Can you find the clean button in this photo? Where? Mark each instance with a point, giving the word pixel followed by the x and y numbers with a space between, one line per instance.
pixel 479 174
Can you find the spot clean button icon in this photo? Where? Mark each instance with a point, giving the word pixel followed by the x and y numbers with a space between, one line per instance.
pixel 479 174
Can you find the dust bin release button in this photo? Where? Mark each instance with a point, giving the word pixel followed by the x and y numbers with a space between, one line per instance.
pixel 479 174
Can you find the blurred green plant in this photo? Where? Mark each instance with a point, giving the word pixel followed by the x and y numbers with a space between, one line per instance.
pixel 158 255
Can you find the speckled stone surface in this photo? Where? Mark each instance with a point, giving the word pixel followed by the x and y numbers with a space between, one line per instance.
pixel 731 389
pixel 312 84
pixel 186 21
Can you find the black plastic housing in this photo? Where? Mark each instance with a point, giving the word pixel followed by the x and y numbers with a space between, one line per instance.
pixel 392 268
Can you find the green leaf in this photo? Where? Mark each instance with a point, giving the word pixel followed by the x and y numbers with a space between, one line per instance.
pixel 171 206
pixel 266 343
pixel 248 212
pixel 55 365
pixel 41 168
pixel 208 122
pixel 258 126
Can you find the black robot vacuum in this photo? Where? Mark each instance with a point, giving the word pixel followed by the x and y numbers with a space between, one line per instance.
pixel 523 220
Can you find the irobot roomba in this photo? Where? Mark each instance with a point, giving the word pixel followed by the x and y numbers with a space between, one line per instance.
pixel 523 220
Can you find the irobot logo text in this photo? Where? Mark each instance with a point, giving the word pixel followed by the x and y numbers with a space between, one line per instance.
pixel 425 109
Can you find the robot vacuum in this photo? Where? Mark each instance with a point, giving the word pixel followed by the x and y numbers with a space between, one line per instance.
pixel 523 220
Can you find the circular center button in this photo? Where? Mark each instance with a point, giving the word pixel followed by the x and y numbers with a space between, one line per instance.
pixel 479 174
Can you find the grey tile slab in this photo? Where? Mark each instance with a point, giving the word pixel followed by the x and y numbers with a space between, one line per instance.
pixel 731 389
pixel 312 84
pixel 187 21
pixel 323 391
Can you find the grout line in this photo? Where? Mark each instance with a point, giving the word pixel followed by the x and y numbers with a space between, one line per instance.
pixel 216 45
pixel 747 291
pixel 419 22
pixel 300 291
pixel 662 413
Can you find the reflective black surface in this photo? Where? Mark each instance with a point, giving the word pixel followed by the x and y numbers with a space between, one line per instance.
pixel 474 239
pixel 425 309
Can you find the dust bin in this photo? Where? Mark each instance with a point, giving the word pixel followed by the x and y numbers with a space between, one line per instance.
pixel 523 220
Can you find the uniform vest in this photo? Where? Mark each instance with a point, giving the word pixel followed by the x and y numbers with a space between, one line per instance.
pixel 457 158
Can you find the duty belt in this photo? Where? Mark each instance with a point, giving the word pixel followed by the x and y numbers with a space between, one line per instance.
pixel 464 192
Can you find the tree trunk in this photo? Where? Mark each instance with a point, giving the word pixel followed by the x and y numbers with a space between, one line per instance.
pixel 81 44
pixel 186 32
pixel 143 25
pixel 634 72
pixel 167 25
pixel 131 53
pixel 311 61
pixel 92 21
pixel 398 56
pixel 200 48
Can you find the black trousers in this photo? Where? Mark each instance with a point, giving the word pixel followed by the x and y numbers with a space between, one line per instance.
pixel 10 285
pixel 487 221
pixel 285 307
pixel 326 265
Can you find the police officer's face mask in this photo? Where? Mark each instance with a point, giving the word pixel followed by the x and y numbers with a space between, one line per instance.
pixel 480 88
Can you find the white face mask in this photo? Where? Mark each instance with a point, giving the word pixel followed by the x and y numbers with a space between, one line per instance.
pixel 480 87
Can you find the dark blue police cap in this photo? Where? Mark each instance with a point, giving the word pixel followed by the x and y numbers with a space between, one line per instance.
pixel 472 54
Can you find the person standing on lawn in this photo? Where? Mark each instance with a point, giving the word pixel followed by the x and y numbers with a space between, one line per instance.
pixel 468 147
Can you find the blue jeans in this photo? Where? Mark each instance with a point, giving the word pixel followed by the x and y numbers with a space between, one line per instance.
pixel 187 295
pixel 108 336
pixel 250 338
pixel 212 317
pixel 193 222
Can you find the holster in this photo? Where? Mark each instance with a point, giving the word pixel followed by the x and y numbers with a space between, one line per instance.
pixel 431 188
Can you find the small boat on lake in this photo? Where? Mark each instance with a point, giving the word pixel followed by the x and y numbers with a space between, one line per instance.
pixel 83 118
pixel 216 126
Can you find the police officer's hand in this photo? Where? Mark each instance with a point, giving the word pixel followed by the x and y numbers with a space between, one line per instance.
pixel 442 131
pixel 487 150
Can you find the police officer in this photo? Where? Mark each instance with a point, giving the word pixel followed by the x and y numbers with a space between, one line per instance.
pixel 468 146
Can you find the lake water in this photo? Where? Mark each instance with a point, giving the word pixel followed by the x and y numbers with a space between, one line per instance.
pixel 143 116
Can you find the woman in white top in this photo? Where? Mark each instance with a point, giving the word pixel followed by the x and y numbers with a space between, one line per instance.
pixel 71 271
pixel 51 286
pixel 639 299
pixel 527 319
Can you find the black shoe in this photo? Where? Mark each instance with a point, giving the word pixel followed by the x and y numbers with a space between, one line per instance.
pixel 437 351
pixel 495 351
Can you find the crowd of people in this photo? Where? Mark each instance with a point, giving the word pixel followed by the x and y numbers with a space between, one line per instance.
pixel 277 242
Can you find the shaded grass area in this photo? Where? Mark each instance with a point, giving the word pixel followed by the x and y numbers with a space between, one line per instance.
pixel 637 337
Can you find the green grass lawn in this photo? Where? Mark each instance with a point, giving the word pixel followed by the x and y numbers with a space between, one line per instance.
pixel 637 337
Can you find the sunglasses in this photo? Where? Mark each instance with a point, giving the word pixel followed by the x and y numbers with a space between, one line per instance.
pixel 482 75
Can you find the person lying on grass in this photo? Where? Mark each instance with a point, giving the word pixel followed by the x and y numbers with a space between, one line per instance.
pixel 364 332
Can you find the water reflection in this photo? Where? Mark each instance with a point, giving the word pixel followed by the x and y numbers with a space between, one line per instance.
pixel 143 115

STATED GOAL>
Reproduce word for word the lines of the records above, starting at the line that contains "Can you find the police officer in" and stopping after the line that contains "pixel 468 146", with both of those lines included.

OUTPUT>
Can you find the police officer in this photo? Where? Mark each instance with a point, giving the word pixel followed by the x and y numbers with a space between, one line per instance.
pixel 468 146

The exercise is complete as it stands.